取っ捕まえた盗っ人からいたぶられた若い女性の死体を見つけた半蔵。その死体は堕胎した形跡があり、寺や神社で密かに行われている“子おろし”が関与していると睨む。管轄外の場所ではあるが、強引に潜入する半蔵。女神主を責め問いただし、男どもが若い女を買う元締めの尼寺に乗り込んでいく…!
女の身体を売り物にする畜生売。
一応規則あってのお楽しみの吉原ならまだしも、非人道的に食い物に。
性欲のおもちゃにし、棒打ちSMお遊びなどもお好みのままに。
しかし、やるからには覚悟がいる。
あの漢に見つかりでもしたら、ただでは済まねぇ。
世に蔓延る悪や犬畜生どもを問答無用の成敗。
かみそり半蔵の豪腕はさらにパワーアップ!
責め拷問もたっぷりと。
にしても今回、開幕早々何処ぞのお奉行様に楯突くわ、上役を一喝するわ、娘を亡くした老両親に暴言吐くわ、あちこち踏み込んで面倒起こすわのやりたい放題。
悪を成敗するには手段は選ばねぇ!…その大暴れっぷりこそ勝新そのものの破天荒さと醍醐味と言えるが、幾ら何でもやり過ぎでないかい…?
武士としての品位に欠けると釘を刺されるのも納得。
そんな“俺が法だ!”ってだけだったら半蔵のキャラをただクローズアップしたに過ぎない続編になっていたが、後半はなかなかハードなドラマタッチ。
問題行動起こしまくりの半蔵に、ある命令が。
巷を脅かす外道の大盗賊人を斬れ。
若い女中を人質に取り、文字通り裸一貫で乗り込んでいく。

* * * *

課題設定 A | 一覧の冒頭から「[0,51,1458,812]」を含む行までを、両端の行も含めてそのまま抜き出してください。回答に画像は入れないでください。
選定本文と、後に続く一覧との間に内容上のつながりはありません。

* * * *

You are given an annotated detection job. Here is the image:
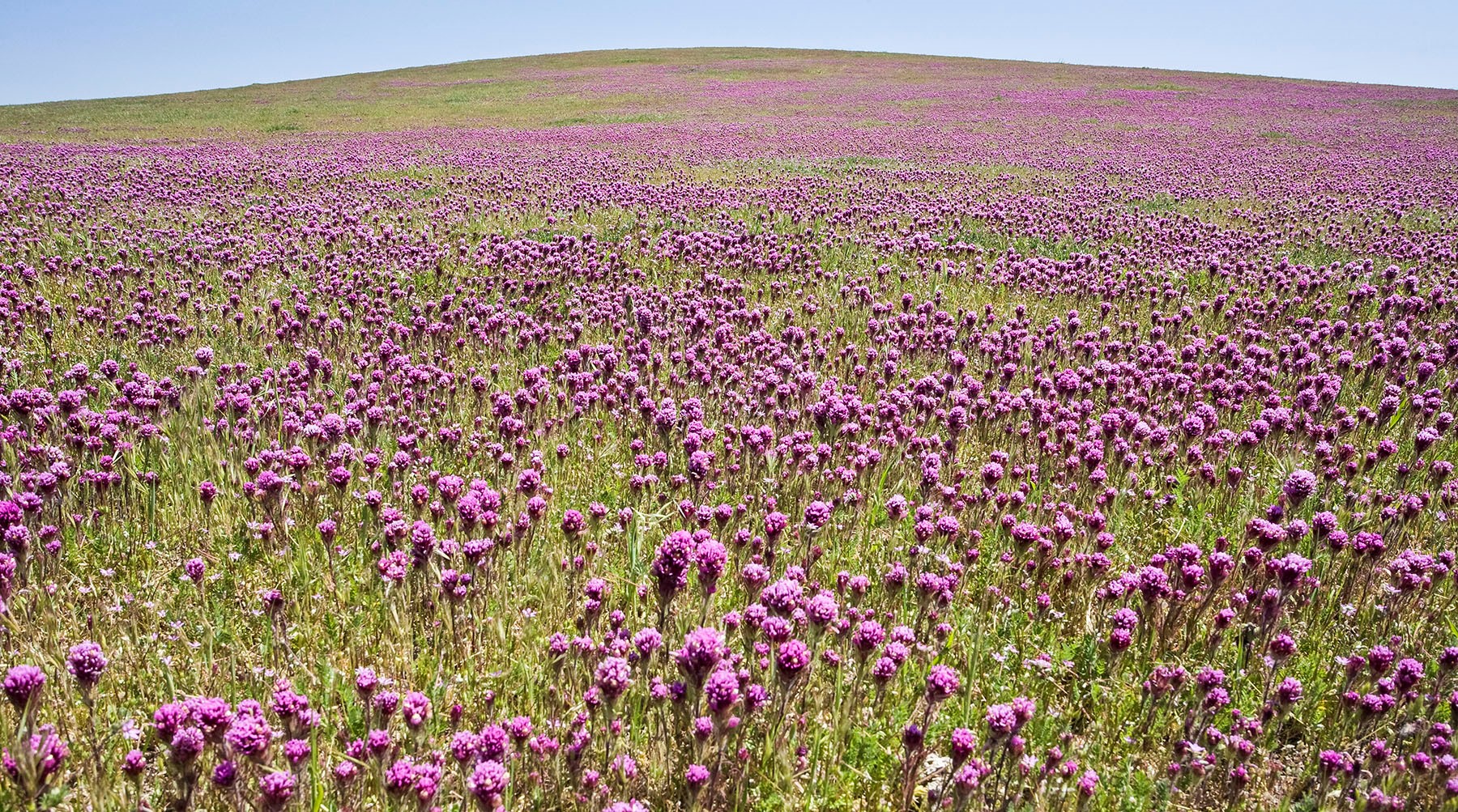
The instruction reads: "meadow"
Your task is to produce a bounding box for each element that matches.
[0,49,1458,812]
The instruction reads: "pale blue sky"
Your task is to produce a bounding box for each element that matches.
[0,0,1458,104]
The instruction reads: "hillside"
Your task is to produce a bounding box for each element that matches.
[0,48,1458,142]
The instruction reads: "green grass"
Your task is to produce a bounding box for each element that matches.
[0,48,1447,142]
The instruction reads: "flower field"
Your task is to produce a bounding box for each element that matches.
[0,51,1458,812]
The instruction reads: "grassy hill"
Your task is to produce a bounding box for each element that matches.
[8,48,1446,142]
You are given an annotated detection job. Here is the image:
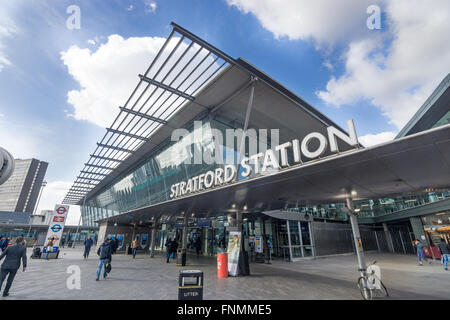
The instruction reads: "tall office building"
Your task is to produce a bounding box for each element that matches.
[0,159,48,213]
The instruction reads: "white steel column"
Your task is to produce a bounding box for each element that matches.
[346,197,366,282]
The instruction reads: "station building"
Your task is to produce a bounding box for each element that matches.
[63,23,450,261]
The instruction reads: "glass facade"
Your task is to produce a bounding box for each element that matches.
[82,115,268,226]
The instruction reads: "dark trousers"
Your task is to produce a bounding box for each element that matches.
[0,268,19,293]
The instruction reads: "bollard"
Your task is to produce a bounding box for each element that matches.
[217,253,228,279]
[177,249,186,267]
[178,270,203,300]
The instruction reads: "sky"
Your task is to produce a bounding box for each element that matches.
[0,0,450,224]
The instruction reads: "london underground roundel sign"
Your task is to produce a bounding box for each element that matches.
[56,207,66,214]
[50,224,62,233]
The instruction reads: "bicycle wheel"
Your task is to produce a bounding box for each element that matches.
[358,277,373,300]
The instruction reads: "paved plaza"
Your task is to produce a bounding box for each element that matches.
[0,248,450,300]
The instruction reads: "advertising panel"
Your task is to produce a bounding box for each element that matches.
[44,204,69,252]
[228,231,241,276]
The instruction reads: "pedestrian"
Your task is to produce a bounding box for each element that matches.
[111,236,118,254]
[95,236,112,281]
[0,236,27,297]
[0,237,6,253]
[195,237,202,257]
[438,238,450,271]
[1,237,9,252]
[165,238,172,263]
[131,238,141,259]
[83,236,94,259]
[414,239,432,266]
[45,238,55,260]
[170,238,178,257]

* * * *

課題設定 B |
選定本文について、次の問いに答えてください。
(i) 半蔵が見つけた若い女性の死体には、何の形跡がありましたか？
(ii) 男どもが若い女を買う元締めとされているのはどこですか？
(iii) 半蔵に下された命令では、誰を斬れと言われていますか？

最終結果 A |
You are given an annotated detection job. Here is the image:
The instruction reads: "meadow"
Your task is to produce a bounding box for each element that matches.
[0,49,1458,812]
The instruction reads: "pale blue sky"
Your task is to produce a bounding box for each element that matches.
[0,0,1458,104]
The instruction reads: "hillside"
Your task is to produce a bounding box for each element that matches.
[0,48,1458,142]
The instruction reads: "green grass"
Your task is to produce a bounding box for each element that matches.
[0,48,1447,142]
The instruction reads: "flower field"
Your task is to produce a bounding box for each element that matches.
[0,51,1458,812]

最終結果 B |
(i) 堕胎した形跡
(ii) 尼寺
(iii) 巷を脅かす外道の大盗賊人